======== DATASET RECORDS ========

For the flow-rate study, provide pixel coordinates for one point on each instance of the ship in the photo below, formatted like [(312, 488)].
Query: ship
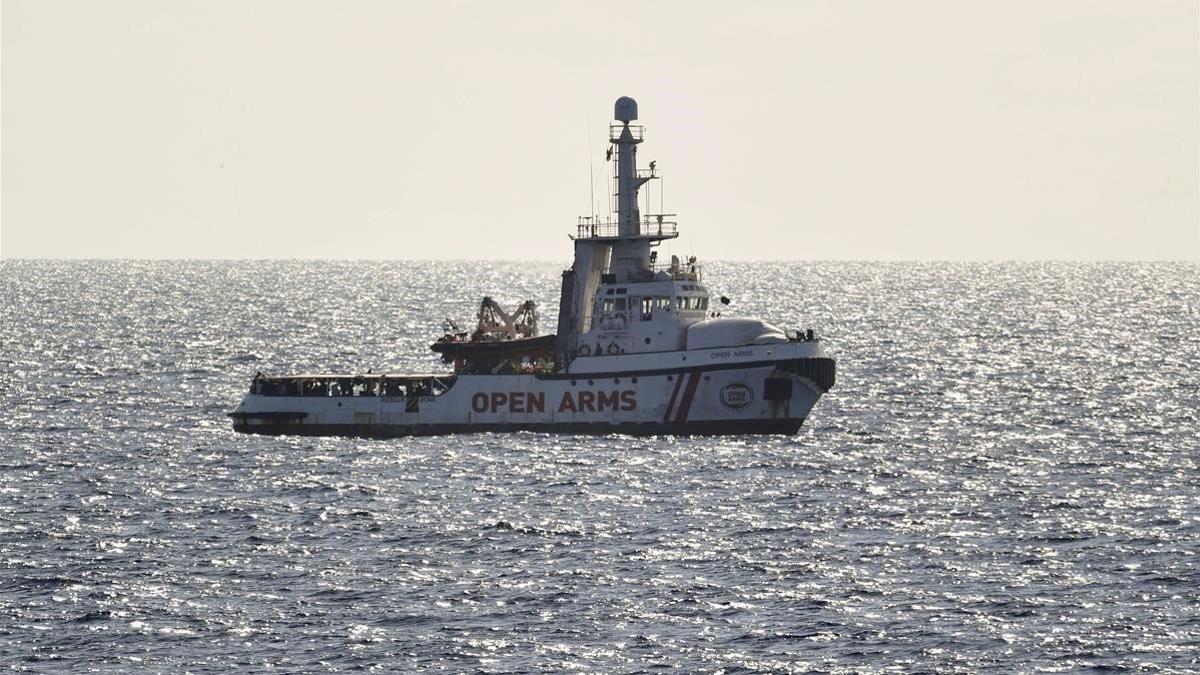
[(641, 347)]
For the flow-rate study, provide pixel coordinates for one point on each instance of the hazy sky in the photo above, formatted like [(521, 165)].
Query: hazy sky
[(917, 130)]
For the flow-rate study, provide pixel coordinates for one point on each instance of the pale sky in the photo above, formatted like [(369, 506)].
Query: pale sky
[(790, 130)]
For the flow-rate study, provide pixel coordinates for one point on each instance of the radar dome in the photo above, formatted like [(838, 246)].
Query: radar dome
[(625, 109)]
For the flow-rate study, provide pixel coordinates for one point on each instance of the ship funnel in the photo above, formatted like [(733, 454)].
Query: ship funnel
[(625, 109)]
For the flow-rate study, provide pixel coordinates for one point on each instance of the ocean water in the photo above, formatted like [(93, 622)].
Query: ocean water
[(1005, 479)]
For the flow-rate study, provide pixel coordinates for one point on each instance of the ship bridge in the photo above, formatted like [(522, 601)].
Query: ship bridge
[(616, 263)]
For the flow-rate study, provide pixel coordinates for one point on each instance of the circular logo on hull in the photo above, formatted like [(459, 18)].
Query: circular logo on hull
[(737, 395)]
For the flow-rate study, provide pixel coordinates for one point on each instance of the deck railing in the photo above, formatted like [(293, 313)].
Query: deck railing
[(651, 226)]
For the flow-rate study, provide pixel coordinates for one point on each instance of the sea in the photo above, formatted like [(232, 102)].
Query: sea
[(1003, 479)]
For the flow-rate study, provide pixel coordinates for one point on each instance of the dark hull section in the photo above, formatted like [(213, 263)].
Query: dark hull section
[(702, 428)]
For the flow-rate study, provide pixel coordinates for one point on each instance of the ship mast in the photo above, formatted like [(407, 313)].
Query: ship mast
[(631, 248)]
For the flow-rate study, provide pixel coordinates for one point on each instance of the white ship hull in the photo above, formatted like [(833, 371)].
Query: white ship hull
[(749, 389)]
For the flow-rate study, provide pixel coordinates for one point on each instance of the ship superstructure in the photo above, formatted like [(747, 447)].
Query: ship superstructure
[(640, 348)]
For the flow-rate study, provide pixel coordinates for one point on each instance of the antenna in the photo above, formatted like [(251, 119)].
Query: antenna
[(592, 180)]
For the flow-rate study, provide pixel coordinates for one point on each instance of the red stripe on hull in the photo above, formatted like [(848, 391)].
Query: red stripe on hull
[(675, 395), (688, 395)]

========

— TASK GOAL —
Print all the lines above exactly as they are, but without the pictures.

— ANSWER BOX —
For the flow-rate study, provide pixel coordinates for one point on each instance of the ship in the photo below, formatted like [(312, 488)].
Query: ship
[(641, 347)]
For the flow-rate study, provide pixel coordinates for one point on each instance of the hazy sky in the photo above, formatted like [(521, 165)].
Query: hazy sky
[(917, 130)]
For the flow-rate study, provide pixel coordinates for one point on each instance of the pale sky in the photo above, formatted like [(369, 506)].
Query: pale sky
[(790, 130)]
For the flow-rate study, provide pixel coordinates for one point on each instance of the radar dome in the photo above, formatted like [(838, 246)].
Query: radar dome
[(625, 109)]
For the flow-rate study, provide pixel coordinates for one point on each instance of the ship funnel in the photo above, formatted like [(733, 454)].
Query: ship funnel
[(625, 109)]
For the flow-rate study, provide pixel coordinates for one point on each instance of the ocean water in the photo above, formatted like [(93, 622)].
Query: ocean water
[(1005, 479)]
For the flow-rate study, provide pixel coordinates for one point on each instance of the ship bridge in the photo above, formatted like [(522, 601)].
Query: ship bridge
[(616, 263)]
For the flow-rate study, provide pixel coordinates for one point on each instance of the circular logo on hull in the photo above, formatted like [(459, 18)].
Query: circular logo on hull
[(737, 395)]
For the flow-rate study, provide pixel coordinates for one point on each instance of the deck railing in the photo above, formatted like [(293, 313)].
Query: deck railing
[(651, 226)]
For the flow-rate study, provide pixel coordinates for one point on each instance of the sea in the photo above, formatted like [(232, 102)].
Query: sea
[(1003, 479)]
For the flow-rate study, provide pixel coordinates for one point on each instance of the dark hull section in the photo above, formatted like [(213, 263)].
Query: dark hull section
[(702, 428)]
For the flow-rate study, provide pixel coordinates for one point on each instance of the ship mast in the photo above, formatted like [(407, 313)].
Query: ship mast
[(631, 248)]
For the flow-rate study, provide pixel coordinates for one point on each instance of the white ship hull in the photo above, formatted like [(833, 371)].
Query: white ship hull
[(749, 389)]
For the flow-rate study, provide pixel coordinates for one point on each instance of the ship superstructure in the photo above, formatted like [(747, 447)].
Query: ship superstructure
[(640, 348)]
For the flow-rate study, provide pixel coordinates for one point on each instance of the antenna in the photo above, formatted like [(251, 119)].
Query: antenna
[(592, 180)]
For the flow-rate study, provide pixel coordinates for one point on each instance of the red stripe on hull in the photo above, formatted like [(848, 391)].
Query: red stripe on hull
[(675, 395), (688, 395)]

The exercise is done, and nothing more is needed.